What is needed:
Go through the entries below and print each one exactly.

Given information:
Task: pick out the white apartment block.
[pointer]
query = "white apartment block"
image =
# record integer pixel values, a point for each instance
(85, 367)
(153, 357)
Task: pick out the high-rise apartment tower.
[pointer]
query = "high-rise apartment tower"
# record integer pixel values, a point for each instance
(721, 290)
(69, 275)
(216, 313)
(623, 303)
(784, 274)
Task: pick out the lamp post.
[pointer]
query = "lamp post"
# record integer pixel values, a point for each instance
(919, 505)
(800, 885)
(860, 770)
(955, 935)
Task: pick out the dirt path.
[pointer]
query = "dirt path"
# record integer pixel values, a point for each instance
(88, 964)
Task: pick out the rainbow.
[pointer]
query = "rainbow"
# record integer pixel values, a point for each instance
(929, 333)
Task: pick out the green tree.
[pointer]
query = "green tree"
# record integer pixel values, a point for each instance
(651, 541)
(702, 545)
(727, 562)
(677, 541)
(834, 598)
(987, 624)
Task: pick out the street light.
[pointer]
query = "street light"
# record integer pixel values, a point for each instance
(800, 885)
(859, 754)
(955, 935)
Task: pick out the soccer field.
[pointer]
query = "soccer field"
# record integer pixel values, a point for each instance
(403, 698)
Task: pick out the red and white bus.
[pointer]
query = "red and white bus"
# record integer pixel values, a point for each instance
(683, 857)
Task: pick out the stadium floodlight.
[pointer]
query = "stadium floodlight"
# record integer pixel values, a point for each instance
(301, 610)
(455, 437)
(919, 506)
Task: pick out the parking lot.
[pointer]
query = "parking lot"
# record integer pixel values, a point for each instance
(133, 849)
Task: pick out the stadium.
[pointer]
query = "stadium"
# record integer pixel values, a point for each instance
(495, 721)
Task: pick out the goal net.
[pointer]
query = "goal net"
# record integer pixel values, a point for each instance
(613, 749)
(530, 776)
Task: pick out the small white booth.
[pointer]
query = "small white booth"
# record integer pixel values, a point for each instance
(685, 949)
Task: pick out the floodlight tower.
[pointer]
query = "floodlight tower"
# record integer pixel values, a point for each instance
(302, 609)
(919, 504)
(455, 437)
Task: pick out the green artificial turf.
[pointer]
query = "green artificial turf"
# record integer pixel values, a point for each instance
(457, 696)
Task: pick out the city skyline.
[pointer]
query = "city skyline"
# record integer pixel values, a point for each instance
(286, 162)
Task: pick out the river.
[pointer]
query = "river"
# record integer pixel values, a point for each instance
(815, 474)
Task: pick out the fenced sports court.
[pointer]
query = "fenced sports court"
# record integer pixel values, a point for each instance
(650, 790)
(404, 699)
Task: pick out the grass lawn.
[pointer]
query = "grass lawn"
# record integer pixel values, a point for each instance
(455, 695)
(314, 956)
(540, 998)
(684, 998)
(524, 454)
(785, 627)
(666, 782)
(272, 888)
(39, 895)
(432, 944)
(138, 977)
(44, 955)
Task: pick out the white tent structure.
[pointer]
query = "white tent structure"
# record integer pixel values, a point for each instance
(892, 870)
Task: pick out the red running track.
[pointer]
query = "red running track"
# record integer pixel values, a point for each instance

Answer to the problem:
Task: pick out the white apartment block.
[pointer]
query = "white apartment block"
image =
# record integer pixel values, a point for each instance
(85, 367)
(153, 357)
Task: pick out the high-rise apartment tower.
[pointer]
query = "high-rise apartment tower"
# record integer pixel values, a point for each instance
(721, 290)
(69, 275)
(216, 313)
(623, 303)
(784, 274)
Task: pick out the lamp post.
[pointer]
query = "lamp post"
# record integer pixel values, a point for each instance
(919, 505)
(800, 885)
(860, 770)
(955, 935)
Task: pick out the dirt path.
[pointer]
query = "dirt path"
# record integer pixel values, a point for each instance
(88, 964)
Task: pick out the rainbow.
[pointer]
query = "rainbow"
# record integer pixel values, a point for each instance
(929, 333)
Task: pick out the green tree.
[pointer]
query = "green tree"
# record integer pixel values, a point for each instance
(651, 541)
(702, 545)
(727, 562)
(677, 541)
(834, 598)
(987, 624)
Task: pick out the street light.
[pointer]
query = "street light"
# record integer pixel values, a point for each instance
(800, 885)
(859, 754)
(955, 935)
Task: pick out the soccer field.
[pointer]
query = "soccer field"
# record integer pixel values, a point for each instance
(403, 698)
Task: pick out the red and white bus.
[pointer]
query = "red and white bus"
# record integer pixel values, a point for each instance
(683, 857)
Task: pick out the stadium floodlight.
[pointer]
query = "stadium floodlight"
# record integer pixel values, a point for each instance
(301, 610)
(455, 437)
(919, 506)
Task: pick out the parking lot.
[pointer]
query = "parking lot"
# record integer pixel values, a point for each instance
(133, 849)
Task: pick out the stadium.
[pointer]
query = "stadium"
# record integer pixel values, a point for each instance
(495, 721)
Task: pick out the goal net.
[pointer]
query = "goal net"
# record integer pixel values, a point for each instance
(613, 749)
(530, 776)
Task: pick out the small white booth.
[pointer]
query = "small white booth"
# record integer pixel values, a point for each instance
(685, 949)
Task: pick out the floodlight tower.
[pointer]
query = "floodlight tower"
# record integer pixel values, a point for each instance
(302, 609)
(919, 504)
(455, 437)
Task: pick out the green artificial turf.
[pointer]
query = "green artificial turf"
# record integer pixel values, a point for each instance
(457, 696)
Task: pick out the city skyline.
[pointer]
query = "city skyline"
# record integer pixel values, a point for each instance
(286, 162)
Task: pick out the river.
[pointer]
query = "river"
# record integer pixel values, a point for each instance
(815, 474)
Task: pick out the fenced sports court.
[pointer]
query = "fenced sports court"
# record integer pixel values, a point for each instance
(650, 790)
(404, 699)
Task: pick out the grass lawn.
[pointer]
query = "grass lawn"
# record integer pixel values, a point for each instance
(455, 695)
(314, 956)
(540, 998)
(684, 998)
(524, 454)
(785, 627)
(666, 782)
(272, 888)
(39, 895)
(432, 944)
(138, 977)
(44, 955)
Task: pick out the white tent structure.
[pointer]
query = "white tent structure"
# record integer pixel values, a point for each instance
(892, 870)
Task: pick out the red running track.
[pointer]
query = "red running track"
# record integer pixel values, a point for each instance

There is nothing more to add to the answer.